*Excerpted text*:
Question

a container contains 50 green tokens, 15 blue tokens, and 3 red tokens. two tokens are randomly selected without replacement compute P(FIE).
E-you select a non green token first
F-the second token is green

P(FIE)=??

Answer 1

P(F|E)=P(F intersection E)/P(E)
P(E+F)= (18/68)*(50/67)
P(E)=18/68
So P(F|E)=(18/68)*(50/67) /(18/68)= 50/67

P(F) would be 50/68, so P(F|E) is a bit more likely

Answer 2

would that be reduced to 25/64

Answer 3

No, Andras is saying the answer would be 50/67, with which I agree. :)

Answer 4

how did you get 25/64?

Answer 5

you wrote 50/68

Answer 6

that is P(F) on its own, P(F|E)=50/67

Answer 7

do you know what is the difference?

*Provided data*:
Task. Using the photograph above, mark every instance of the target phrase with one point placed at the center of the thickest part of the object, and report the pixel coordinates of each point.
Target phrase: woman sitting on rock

*Directives*:
- A) Write out the probability thread starting at the words "P(F|E)=P(F intersection E)/P(E)" and ending after the words "I agree. :)".
- B) Which distinct fractions appear in the probability thread? Give each one once.
- C) Continue the probability thread after its final post.

*Expected outputs*:
- A)
P(F|E)=P(F intersection E)/P(E)
P(E+F)= (18/68)*(50/67)
P(E)=18/68
So P(F|E)=(18/68)*(50/67) /(18/68)= 50/67

P(F) would be 50/68, so P(F|E) is a bit more likely

Answer 2

would that be reduced to 25/64

Answer 3

No, Andras is saying the answer would be 50/67, with which I agree. :)

- B)
18/68
50/67
50/68
25/64

- C)
Answer 8

so what would the P(FIE) be for this problem then

a container contains 30 green tokens ,20 blue tokens, and 4 red tokens. two tokens are randomly selected without replacement compute P(FIE).

E-you select a non red token first
F- the select token is red

Answer 9

You can do the work here :) I will double check it for you, is that fine?

Answer 10

you need to count the probability that they occur together and the probability of P(E)